#### DATASET EXTRACT ####

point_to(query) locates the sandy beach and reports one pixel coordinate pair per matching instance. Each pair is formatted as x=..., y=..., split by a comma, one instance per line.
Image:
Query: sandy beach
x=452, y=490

####
#### DATASET EXTRACT ####

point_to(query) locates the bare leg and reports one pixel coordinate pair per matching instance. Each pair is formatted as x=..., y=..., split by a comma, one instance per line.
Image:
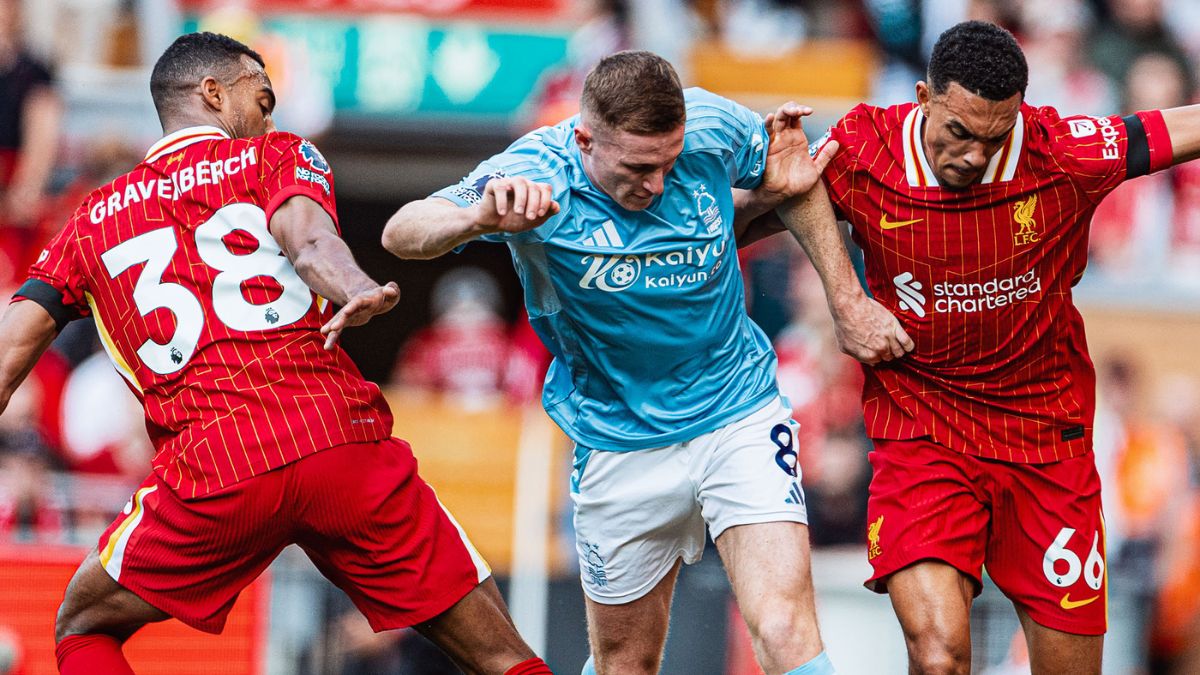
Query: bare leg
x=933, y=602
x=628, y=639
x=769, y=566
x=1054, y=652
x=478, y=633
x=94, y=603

####

- _ABOUT THIS EXERCISE_:
When a line in the material above includes the word "locates", copy that line.

- _OUTPUT_:
point_to(query) locates the sandy beach and reports one pixel coordinate pair per matching instance. Each pair is formatted as x=..., y=..., split by a comma, one instance per line.
point_to(query) locates the bare leg and reports one pixel coordinate pair per matching instance. Each pair is formatted as x=..., y=..., split by a comma, one instance per line.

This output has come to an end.